Amerika, Erdoğan'ın NATO ve Batı'ya karşı tavır değişikliğini nasıl görüyor?

Ankara'nın İsveç'in NATO'ya katılımına izin vermesi, Washington’la soğuk ilişkileri ısıttı

Fotoğraf: Reuters

Washington ve birçok NATO ülkesinin liderleri, geçen yıl boyunca Türkiye Cumhurbaşkanı Recep Tayyip Erdoğan'ı Batı ittifakını bozan isim olarak gördü.

Zira onlar, Rusya Devlet Başkanı Vladimir Putin'i yalnızlaştırmaya çalışırken Erdoğan Putin'i bir dost olarak niteledi, sonra İsveç'in katılımını reddederek NATO'yu genişletme sürecini durdurdu.

Ancak beklenmedik dönüşü ve İsveç'in NATO üyeliğine yönelik itirazlarını geri çekerek NATO zirvesinin yeni bir güç ve birlik duygusuyla gerçekleşmesine müsaade etmesi, tabloyu büyük oranda değiştirdi.

● Görev Gereksinimleri
Yukarıdaki, Erdoğan'ın NATO ve Batı'ya karşı tavır değişikliğini ele alan metnin tamamını harfi harfine aktarın.

● Veriler

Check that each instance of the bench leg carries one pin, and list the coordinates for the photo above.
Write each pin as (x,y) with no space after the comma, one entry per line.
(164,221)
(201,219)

● Görev Çıktısı
Amerika, Erdoğan'ın NATO ve Batı'ya karşı tavır değişikliğini nasıl görüyor?

Ankara'nın İsveç'in NATO'ya katılımına izin vermesi, Washington’la soğuk ilişkileri ısıttı

Fotoğraf: Reuters

Washington ve birçok NATO ülkesinin liderleri, geçen yıl boyunca Türkiye Cumhurbaşkanı Recep Tayyip Erdoğan'ı Batı ittifakını bozan isim olarak gördü.

Zira onlar, Rusya Devlet Başkanı Vladimir Putin'i yalnızlaştırmaya çalışırken Erdoğan Putin'i bir dost olarak niteledi, sonra İsveç'in katılımını reddederek NATO'yu genişletme sürecini durdurdu.

Ancak beklenmedik dönüşü ve İsveç'in NATO üyeliğine yönelik itirazlarını geri çekerek NATO zirvesinin yeni bir güç ve birlik duygusuyla gerçekleşmesine müsaade etmesi, tabloyu büyük oranda değiştirdi.